> EXERCISE DIRECTIONS
Format the material below as a numbered list, starting at its first line and ending with the line containing "298;120;611;170". Skip any blank lines.

++++++

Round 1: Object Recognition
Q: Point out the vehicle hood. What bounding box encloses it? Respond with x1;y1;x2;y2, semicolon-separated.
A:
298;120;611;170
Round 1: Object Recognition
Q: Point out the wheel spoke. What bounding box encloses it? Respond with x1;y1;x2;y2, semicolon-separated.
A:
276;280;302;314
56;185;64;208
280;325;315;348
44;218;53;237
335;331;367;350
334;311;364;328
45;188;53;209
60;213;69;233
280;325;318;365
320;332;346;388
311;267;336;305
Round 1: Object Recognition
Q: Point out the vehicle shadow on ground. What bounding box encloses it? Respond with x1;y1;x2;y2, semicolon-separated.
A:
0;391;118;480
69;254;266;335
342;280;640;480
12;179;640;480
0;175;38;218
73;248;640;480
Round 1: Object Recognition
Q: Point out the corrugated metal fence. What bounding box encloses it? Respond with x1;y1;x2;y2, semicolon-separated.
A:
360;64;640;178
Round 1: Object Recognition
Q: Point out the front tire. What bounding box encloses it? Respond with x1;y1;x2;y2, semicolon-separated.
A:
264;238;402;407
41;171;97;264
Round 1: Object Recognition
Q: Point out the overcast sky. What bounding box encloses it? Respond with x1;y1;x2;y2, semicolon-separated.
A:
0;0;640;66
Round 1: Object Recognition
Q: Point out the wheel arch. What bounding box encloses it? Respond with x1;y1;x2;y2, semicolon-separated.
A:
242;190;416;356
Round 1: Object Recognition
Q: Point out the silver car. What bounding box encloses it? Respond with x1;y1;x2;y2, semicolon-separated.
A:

++++++

> CORRECT OUTPUT
1. Round 1: Object Recognition
2. Q: Point out the vehicle hood. What bounding box encloses it? Respond with x1;y1;x2;y2, semicolon-separated.
3. A:
4. 298;120;611;170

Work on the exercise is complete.